> _Extrait du texte_

LA COUR

Numéro

440

Prénom

James de

Naissance

1709

Décès

1785

1. État-civil

Il est difficile de déterminer à quelle branche d'une nombreuse famille appartient James de La Cour (ou de La Court), nom courant en Grande-Bretagne depuis le milieu du XVIe siècle. Par exemple, un garçon de ce nom venant de Normandie est enregistré à Londres dès 1544, on ne sait pourquoi, et il semble avoir fait souche, car ce nom est fréquent au XVIIe siècle dans les registres de la guilde des tisserands, comme ailleurs. Lors des persécutions de Louis XIV, deux autres branches ou deux familles distinctes les ont rejoints à Londres : les Delacourt du Terme, très souvent militaires, venant de Champagne et Lorraine, qui passèrent vite en Irlande du Nord, et une autre presque toujours écrite en un mot, à l'anglaise, plus dispersée dans le sud de l'Angleterre. Celle-ci semble être venue de Normandie par les îles normandes, Jacques de La Cour avec sa femme et leur servante inscrits au temple huguenot à Southampton en 1568 et 1570, Nicolas de la Cour «marchand de Guernesey» en 1573. Le cabotage vers le sud de l'Irlande étant facile, on pourrait croire que Jacques aurait quitté Southampton après 1570 pour Cork où il y avait un John de la Cour négociant au XVIIe siècle. C'est le père de James (dont le prénom rappelle celui de son grand-père ou arrière-grand-père anglicisé) qui naquit à Cork en 1709. Il y a pourtant une autre tradition familiale, d'après un Irlandais moderne, selon laquelle la famille d'un officier huguenot de la branche Du Terme de Porlarlington, grand centre huguenot de l'Ulster, se serait fixée à Cork, ayant un parent, John Delacourt établi à Ballinroe, tout près, déjà en 1654, qui pourrait être le père de notre écrivain. Dans ce cas, James serait né gentilhomme, alors que l'autre famille aurait été roturière. Mais rien n'empêchait les nobles en Grande-Bretagne, surtout les cadets, de commercer. En tout cas John avait un fils cadet, Robert qui fit souche à Mallow et eut deux fils : Charles qui devint notaire à Cork, et Robert II qui eut une terre près de Mallow, y devint une notabilité et fonda une des meilleures banques huguenotes de la province en 1800.

> _Tâches à réaliser_
- A) D'après la notice sur James de La Cour, quelle profession Charles, fils de Robert, exerça-t-il à Cork ?
- B) Poursuivez la notice sur James de La Cour à partir de sa dernière phrase.
Les lignes n'ont aucun rapport avec la notice sur James de La Cour.

(Relevés d'annotation des contours)
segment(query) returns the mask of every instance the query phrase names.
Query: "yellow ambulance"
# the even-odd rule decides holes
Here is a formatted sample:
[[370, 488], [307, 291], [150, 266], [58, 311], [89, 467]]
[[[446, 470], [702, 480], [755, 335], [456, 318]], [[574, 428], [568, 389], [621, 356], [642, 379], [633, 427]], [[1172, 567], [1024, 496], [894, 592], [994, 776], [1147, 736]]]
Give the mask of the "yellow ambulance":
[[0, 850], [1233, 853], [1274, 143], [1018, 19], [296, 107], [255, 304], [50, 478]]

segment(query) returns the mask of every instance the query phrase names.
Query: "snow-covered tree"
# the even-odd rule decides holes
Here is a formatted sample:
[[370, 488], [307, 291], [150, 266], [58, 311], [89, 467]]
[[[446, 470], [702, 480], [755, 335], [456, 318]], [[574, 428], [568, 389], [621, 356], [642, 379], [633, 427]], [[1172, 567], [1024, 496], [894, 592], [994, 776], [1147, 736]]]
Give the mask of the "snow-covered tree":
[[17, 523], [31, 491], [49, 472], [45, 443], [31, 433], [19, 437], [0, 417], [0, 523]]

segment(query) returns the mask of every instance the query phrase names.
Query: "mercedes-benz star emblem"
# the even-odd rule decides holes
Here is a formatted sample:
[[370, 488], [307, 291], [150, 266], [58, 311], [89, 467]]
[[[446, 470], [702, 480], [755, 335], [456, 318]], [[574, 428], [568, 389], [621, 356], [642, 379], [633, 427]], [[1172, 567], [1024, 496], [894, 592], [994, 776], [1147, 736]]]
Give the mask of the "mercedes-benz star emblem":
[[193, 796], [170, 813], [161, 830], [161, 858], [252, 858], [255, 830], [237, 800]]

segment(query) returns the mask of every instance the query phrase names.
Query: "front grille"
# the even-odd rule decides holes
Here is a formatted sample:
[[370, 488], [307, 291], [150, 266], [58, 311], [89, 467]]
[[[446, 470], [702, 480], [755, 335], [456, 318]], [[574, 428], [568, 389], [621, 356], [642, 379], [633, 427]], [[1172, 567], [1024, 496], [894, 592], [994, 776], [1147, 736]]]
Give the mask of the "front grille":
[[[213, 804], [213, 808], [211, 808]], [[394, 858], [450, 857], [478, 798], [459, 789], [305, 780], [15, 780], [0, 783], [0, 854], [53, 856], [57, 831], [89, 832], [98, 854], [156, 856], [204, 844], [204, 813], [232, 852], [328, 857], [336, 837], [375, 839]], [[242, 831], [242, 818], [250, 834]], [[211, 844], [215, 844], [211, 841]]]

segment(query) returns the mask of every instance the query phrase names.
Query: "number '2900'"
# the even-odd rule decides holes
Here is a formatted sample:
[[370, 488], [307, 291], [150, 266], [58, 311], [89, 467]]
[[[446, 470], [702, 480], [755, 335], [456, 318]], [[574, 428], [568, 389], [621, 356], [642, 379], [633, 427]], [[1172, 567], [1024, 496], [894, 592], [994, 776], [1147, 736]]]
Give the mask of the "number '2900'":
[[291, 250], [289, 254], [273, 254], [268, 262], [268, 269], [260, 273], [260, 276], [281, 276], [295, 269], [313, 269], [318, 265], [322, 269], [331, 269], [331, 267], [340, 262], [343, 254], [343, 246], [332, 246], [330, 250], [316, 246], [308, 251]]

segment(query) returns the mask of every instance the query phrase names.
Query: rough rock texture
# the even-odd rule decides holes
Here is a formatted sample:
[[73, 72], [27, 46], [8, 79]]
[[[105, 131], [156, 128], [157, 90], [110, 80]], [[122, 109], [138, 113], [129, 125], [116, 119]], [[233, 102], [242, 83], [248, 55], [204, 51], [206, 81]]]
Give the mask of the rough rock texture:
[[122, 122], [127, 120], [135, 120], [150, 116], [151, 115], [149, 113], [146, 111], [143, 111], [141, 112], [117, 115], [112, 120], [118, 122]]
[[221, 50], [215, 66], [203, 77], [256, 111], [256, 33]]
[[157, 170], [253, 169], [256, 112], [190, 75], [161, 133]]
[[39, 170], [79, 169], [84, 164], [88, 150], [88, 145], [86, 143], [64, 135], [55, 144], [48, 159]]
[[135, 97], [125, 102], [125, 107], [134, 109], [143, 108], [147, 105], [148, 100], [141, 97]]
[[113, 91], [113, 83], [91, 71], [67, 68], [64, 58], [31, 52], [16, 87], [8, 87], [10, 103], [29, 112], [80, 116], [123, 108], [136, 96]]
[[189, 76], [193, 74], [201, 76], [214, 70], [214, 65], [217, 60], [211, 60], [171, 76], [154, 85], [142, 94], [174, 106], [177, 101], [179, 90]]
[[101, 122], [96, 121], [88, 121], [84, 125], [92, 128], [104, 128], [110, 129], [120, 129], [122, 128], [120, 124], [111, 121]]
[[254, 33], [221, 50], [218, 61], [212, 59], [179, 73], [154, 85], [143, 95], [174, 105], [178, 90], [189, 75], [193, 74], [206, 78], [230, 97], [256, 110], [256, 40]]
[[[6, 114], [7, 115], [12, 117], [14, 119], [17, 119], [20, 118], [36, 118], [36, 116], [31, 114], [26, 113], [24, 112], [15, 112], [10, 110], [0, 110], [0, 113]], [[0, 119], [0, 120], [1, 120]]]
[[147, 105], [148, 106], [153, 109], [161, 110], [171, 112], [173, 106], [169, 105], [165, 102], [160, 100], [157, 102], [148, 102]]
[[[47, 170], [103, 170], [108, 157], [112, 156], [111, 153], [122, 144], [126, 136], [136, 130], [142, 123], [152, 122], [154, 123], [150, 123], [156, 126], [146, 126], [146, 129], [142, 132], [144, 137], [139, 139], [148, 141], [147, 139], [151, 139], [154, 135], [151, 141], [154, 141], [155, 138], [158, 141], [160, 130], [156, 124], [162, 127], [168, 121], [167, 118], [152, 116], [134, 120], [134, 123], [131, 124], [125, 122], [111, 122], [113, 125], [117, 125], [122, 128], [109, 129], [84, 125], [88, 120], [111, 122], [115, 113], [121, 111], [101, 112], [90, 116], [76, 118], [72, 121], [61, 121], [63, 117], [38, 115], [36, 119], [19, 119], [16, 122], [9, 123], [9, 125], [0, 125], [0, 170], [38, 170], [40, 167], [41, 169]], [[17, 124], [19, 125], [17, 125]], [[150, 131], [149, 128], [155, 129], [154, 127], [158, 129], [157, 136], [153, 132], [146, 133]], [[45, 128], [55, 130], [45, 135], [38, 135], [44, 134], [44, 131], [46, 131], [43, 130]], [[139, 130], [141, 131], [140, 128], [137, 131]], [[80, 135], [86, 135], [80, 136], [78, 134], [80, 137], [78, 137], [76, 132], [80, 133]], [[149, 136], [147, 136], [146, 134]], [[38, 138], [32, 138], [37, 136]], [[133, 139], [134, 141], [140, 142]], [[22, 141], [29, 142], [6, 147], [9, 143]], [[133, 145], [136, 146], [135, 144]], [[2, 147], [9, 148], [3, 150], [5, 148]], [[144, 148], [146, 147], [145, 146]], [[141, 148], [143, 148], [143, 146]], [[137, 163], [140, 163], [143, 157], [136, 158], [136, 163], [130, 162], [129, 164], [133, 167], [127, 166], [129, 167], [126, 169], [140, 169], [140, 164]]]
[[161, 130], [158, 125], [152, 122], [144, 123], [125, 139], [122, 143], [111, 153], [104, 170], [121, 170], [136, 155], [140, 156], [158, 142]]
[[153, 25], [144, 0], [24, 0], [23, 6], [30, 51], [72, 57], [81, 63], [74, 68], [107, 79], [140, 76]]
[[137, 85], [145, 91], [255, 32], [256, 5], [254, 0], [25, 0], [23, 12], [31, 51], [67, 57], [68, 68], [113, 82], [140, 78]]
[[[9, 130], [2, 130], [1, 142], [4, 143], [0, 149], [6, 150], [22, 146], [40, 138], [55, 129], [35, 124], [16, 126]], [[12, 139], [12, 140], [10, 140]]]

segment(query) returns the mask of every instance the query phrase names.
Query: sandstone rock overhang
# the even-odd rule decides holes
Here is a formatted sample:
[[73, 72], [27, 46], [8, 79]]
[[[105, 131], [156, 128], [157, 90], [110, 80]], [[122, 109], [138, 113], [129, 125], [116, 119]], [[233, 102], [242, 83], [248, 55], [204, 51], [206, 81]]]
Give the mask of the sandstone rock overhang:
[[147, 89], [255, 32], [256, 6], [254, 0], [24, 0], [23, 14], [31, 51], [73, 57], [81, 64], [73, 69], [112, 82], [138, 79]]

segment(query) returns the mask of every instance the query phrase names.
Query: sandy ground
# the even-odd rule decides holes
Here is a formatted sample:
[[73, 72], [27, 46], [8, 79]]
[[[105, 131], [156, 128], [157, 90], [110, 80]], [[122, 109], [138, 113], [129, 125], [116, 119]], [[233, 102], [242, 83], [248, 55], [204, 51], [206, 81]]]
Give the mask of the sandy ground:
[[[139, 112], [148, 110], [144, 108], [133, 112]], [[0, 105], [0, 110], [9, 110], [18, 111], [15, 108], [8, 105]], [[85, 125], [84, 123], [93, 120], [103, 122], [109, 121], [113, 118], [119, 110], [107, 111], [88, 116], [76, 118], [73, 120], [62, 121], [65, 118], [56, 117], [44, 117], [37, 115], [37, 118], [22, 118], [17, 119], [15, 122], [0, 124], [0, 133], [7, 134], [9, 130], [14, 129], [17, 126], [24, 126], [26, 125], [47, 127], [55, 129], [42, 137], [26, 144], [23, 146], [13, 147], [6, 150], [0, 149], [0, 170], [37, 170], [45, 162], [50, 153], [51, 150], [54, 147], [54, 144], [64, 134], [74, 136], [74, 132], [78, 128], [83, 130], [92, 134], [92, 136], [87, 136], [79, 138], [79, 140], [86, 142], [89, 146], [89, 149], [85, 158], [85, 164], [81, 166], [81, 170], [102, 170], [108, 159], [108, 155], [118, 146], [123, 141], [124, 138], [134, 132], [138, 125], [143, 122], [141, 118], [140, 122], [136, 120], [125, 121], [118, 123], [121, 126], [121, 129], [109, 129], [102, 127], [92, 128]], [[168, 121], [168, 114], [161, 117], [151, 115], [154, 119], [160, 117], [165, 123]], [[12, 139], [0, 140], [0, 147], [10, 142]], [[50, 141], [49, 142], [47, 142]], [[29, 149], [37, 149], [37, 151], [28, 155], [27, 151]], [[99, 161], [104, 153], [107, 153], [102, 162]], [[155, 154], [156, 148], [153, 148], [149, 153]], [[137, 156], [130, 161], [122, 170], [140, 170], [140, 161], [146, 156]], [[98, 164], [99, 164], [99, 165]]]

> _Réponses aux tâches_
- A) Il devint notaire à Cork.

- B)
2. Formation

Le père de L. devait être à l'aise dans ses affaires et bien intégré dans la société anglo-irlandaise ; il put envoyer son fils se faire instruire, d'abord chez le révérend Edward Mulloy, anglican, à Cork et à l'âge de 18 ans à Trinity College, Dublin, fondation anglicane datant d'Elisabeth I. Immatriculé le 29 janvier 1727-1728, il y payait les frais annuels normaux d'un «pensioner», fut diplômé B.A. (printemps 1732), M.A. (été 1735). Ce grade pouvait lui ouvrir une carrière dans l'église anglicane qui ne semble pas l'avoir tenté d'abord, car il s'était déjà illustré dans la littérature à un âge précoce. Peut-être son père finança-t-il une ou deux années d'études ou de recherches à Dublin, où il publia dès 1730, comme étudiant, un poème anglais Letter of Abelard to Eloïsa, réponse à celui d'Alexander Pope qui avait donné en 1717 Eloïsa to Abelard. Peut-être aussi reçut-il des fonds d'un noble condisciple de Trinity College, pour la dédicace de son deuxième ouvrage en vers : A Prospect of Poetry, qu'il écrivit en 1733, et dédia à John Earl of Corke and Orrery. Son père, peut-être ébloui par des débuts en telle compagnie, a bien pu le soutenir après son premier diplôme. On ne sait pas la date de la mort du père ni si L. put hériter de quoi vivre indépendant, jusqu'en juillet 1737 quand il fut ordonné prêtre anglican à Cork et jusqu'en 1744 quand il fut nommé curate (vicaire) de la petite paroisse campagnarde de Bollinaboy. En 1755, il fut révoqué, après de longues absences dues à ses entreprises journalistiques sur le continent.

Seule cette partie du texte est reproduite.